■ Entries provided ■
------------------------------

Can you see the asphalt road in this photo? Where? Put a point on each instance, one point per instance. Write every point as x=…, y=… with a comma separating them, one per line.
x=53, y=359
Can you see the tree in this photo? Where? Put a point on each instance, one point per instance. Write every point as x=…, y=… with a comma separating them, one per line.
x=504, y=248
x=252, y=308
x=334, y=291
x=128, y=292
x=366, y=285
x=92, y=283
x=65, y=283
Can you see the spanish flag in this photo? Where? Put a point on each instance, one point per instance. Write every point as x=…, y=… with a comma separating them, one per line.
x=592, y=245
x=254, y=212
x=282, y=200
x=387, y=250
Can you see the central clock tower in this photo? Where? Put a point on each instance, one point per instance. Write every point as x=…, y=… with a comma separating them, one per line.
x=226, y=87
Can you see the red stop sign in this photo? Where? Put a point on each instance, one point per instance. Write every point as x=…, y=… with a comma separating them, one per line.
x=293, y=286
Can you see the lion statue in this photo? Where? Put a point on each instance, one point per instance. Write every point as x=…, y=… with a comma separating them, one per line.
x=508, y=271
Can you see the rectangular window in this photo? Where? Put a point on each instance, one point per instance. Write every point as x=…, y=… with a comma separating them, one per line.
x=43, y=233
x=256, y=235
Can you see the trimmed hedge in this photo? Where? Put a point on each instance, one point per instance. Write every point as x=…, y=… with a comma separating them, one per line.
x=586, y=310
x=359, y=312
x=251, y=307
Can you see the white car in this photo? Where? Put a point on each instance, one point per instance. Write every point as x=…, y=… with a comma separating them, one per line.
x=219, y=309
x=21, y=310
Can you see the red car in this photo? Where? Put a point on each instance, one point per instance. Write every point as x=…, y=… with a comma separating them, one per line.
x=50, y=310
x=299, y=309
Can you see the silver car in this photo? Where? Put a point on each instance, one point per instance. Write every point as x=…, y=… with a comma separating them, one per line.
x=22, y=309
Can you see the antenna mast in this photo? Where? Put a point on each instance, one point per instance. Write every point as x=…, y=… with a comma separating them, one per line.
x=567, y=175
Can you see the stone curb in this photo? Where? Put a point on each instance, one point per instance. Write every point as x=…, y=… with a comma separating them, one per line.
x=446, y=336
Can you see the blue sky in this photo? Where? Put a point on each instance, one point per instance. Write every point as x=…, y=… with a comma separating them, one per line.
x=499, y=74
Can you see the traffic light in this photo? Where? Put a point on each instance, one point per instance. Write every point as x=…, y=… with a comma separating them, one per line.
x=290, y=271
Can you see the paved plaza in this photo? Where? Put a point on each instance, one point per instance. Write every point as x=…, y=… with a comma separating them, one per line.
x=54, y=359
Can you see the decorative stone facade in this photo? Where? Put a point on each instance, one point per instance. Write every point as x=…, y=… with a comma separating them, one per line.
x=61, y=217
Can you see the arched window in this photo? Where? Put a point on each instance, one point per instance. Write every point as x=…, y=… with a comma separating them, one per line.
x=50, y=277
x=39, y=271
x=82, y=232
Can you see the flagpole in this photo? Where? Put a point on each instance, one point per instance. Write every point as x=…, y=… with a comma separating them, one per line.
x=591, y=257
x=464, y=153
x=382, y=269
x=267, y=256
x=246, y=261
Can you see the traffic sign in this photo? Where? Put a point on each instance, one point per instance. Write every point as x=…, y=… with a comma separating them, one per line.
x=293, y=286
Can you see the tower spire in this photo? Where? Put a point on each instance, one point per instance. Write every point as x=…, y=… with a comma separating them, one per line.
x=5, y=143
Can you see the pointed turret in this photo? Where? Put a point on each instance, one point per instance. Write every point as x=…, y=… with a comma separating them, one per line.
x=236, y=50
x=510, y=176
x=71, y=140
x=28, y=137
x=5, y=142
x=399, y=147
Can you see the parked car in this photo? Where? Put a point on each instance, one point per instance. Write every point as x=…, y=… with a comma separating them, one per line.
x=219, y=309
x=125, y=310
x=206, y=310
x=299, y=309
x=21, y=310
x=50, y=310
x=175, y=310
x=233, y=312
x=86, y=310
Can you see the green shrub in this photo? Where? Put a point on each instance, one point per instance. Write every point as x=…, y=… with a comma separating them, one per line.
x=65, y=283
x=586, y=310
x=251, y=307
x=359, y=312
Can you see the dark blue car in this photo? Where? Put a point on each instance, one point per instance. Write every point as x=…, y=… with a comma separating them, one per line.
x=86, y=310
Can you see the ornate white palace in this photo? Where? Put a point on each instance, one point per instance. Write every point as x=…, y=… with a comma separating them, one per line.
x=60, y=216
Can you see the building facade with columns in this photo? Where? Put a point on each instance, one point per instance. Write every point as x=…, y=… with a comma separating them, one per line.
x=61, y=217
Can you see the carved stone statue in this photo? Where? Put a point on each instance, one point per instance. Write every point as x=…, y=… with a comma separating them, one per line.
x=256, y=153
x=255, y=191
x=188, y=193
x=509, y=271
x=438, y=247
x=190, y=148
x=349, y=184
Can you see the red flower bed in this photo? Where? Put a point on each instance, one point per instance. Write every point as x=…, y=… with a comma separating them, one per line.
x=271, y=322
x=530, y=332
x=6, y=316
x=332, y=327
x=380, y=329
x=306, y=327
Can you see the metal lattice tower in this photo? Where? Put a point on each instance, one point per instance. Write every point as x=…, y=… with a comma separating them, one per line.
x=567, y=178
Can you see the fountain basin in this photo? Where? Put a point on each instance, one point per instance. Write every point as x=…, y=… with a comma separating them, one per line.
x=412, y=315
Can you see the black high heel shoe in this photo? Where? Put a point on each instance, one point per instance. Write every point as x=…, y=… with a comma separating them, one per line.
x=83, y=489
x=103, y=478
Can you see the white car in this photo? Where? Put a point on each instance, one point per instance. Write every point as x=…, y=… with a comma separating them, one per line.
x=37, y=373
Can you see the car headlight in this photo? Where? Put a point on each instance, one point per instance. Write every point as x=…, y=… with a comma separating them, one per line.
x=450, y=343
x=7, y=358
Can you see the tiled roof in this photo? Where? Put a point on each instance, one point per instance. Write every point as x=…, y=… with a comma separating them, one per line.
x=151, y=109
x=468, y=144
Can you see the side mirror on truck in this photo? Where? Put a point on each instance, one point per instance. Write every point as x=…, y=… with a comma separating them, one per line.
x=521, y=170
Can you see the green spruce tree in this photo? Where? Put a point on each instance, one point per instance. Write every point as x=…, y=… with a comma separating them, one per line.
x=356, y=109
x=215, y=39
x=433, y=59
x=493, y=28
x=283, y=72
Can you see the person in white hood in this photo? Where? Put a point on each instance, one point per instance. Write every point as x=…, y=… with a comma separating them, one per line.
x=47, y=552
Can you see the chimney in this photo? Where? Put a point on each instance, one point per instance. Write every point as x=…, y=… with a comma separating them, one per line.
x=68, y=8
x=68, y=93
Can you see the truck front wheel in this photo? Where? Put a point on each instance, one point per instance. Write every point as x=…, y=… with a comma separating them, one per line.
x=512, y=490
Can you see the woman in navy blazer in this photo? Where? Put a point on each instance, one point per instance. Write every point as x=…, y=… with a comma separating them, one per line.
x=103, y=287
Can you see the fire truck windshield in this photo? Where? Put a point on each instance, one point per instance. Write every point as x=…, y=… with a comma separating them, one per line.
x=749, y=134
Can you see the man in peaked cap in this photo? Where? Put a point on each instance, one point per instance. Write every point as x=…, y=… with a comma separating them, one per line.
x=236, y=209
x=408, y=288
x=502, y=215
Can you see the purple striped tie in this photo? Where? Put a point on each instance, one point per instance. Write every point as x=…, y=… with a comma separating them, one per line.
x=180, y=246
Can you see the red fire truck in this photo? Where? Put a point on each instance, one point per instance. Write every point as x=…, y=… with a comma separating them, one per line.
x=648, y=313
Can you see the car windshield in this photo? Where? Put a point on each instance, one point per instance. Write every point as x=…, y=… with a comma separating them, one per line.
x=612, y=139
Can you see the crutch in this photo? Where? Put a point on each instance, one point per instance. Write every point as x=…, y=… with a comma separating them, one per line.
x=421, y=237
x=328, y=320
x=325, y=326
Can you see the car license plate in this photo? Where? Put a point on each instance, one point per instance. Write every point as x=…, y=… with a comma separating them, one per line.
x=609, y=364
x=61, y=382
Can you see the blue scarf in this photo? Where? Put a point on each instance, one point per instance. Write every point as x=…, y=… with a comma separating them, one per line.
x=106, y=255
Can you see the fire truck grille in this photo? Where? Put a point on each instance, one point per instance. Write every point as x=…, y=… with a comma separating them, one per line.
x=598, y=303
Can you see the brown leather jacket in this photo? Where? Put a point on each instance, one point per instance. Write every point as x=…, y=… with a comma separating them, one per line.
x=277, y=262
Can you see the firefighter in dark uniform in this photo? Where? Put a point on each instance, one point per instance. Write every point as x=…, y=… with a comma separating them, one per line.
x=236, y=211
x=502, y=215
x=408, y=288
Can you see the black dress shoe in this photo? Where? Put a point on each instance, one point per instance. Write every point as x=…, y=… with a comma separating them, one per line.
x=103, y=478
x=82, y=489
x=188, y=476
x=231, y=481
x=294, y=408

------------------------------

■ Directive ■
Write out the records above word for word, starting with the line that contains "Can you see the silver" and going on through the line that contains "x=446, y=336".

■ Reply to the task ■
Can you see the silver car in this photo? Where? Put a point on each instance, one point per instance. Write every point as x=…, y=… with a comma separating them, one per line.
x=22, y=309
Can you see the antenna mast in this photo? Where? Put a point on each instance, one point per instance. Write every point as x=…, y=… with a comma separating them, one per line.
x=567, y=175
Can you see the stone curb in this photo? Where? Put a point on each instance, one point per instance. Write every point as x=…, y=… with a comma separating them, one per line.
x=446, y=336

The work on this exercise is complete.